For many years, my parents and I would attend a summer and winter Jewish camp in Poland called The Lauder Camp. This camp was a place where all the Jewish families from the whole Poland would come and spend a few weeks learning about Judaism. The camp was for all three generations of Polish Jews: Holocaust survivors, their children and grandchildren. Once I knew I was Jewish, it was refreshing to be in a place where I didn’t have to hide my true identity — the secret of who I was. There, everyone was Jewish and everyone felt comfortable. There, for the first time, I learned my favorite song, Modeh Ani, and I would sing it everywhere I went. I would even sing it in my school.

Above: R’Yonah Bookstein and I sing Modeh Ani at the Lauder Camp in Rychwald, Poland

Right: My mother, me and an older Jewish woman lighting Channukah candles at my mother’s Jewish Centre.

Aside from camp, I had another source for my Jewish education – my mother. My mother was the child of two Holocaust survivors – Braindl (nee Cwajghaftig) and Yankiel Wasilewicz (pic left). It was very hard to keep anything Jewish after the war, but they ried and they did. My mother’s mother lit the Shabbos candles, and my mother’s father made Pesach sedarim. My grandmother would take my mother, as a little girl, for the Rosh Hashana and Yom Kippur prayers to the “Congregation”, an old building in Częstochowa that housed the mikvah before the War. My grandfather used to do kapparos at home with my grandmother and my mother and would then bring the chickens to the shochet. Whatever they did after the War, even though it was hard for them, that’s what my mother knew, and that’s what she taught me.

Since 1974, my mother has been working for the Social and Cultural Society of Jews in Częstochowa. Throughout the years, she worked hard to teach those Jews who were left in Częstochowa about the Jewish holidays. She organised events, inviting actors from the Jewish theatre in Warsaw to come to Częstochowa, hosting famous artists, writers, musicians, etc.. At this Jewish Centre I learned a lot about Judaism, but still it was not enough for me. I wanted to learn more.

### GIVEN REQUEST 1
Copy word for word the part of the passage about growing up Jewish in Poland that starts at "Above: R’Yonah Bookstein" and ends at "mother’s Jewish Centre.".
### GIVEN REQUEST 2
Decide whether each statement agrees with the passage about growing up Jewish in Poland, and answer yes or no, quoting the words of the passage that settle it: (a) The mother has worked for the Social and Cultural Society of Jews in Częstochowa since 1974. (b) The Lauder Camp was held only in the summer. (c) After doing kapparos at home, the grandfather took the chickens to the shochet.

### STORED DATA
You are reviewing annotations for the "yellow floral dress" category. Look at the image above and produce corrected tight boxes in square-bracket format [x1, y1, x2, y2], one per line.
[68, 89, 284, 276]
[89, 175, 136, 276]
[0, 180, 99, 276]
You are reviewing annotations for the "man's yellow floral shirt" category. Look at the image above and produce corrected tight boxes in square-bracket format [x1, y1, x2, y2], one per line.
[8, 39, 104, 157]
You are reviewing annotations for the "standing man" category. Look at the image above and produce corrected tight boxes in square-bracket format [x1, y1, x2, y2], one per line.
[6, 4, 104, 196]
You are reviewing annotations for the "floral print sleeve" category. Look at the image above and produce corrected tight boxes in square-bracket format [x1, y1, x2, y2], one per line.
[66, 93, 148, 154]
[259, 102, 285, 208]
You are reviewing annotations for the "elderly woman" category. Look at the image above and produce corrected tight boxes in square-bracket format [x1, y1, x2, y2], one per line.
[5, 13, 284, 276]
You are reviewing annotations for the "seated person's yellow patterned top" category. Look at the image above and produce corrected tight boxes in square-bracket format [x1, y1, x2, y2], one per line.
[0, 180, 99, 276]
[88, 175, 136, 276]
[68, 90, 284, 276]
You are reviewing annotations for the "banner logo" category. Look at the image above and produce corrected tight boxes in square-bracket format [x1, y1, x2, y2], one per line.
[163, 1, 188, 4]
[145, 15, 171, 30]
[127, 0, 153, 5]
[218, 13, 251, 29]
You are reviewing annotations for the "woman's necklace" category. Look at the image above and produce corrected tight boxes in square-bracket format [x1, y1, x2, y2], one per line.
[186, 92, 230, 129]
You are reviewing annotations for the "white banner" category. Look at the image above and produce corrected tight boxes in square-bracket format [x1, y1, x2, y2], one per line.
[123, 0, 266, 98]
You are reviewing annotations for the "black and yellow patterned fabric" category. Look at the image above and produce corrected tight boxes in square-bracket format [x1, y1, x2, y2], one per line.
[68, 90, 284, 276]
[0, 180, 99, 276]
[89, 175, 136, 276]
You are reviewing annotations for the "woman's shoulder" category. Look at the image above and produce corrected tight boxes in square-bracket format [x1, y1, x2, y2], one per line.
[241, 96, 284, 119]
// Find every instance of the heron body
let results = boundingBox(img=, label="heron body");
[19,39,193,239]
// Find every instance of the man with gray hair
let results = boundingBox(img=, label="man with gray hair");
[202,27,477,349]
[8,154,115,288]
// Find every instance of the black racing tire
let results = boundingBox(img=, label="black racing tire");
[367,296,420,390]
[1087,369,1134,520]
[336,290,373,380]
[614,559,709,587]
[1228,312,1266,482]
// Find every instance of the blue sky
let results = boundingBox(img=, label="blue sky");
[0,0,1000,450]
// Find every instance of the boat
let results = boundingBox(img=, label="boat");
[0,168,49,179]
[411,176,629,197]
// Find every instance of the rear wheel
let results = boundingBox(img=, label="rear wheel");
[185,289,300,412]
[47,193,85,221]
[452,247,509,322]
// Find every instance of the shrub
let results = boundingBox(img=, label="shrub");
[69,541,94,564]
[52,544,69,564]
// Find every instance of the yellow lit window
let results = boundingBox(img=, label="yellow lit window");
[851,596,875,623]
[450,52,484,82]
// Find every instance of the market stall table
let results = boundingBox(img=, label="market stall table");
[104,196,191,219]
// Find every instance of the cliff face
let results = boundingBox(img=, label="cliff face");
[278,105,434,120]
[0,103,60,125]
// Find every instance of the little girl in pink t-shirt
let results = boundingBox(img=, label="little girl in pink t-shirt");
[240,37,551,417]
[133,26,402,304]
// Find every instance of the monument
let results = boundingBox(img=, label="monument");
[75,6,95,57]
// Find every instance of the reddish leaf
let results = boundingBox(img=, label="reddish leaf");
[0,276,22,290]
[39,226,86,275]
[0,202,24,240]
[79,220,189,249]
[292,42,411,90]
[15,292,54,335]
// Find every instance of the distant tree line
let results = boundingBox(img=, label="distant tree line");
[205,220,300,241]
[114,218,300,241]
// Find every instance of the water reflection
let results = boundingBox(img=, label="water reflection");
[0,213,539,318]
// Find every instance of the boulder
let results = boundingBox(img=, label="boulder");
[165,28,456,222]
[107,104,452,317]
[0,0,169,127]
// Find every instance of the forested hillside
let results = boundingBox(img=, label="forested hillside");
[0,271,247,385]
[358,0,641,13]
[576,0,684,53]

### COMPLETE RESPONSE 1
Above: R’Yonah Bookstein and I sing Modeh Ani at the Lauder Camp in Rychwald, Poland

Right: My mother, me and an older Jewish woman lighting Channukah candles at my mother’s Jewish Centre.

### COMPLETE RESPONSE 2
(a) Yes: "Since 1974, my mother has been working for the Social and Cultural Society of Jews in Częstochowa."
(b) No: "a summer and winter Jewish camp in Poland called The Lauder Camp"
(c) Yes: "My grandfather used to do kapparos at home with my grandmother and my mother and would then bring the chickens to the shochet."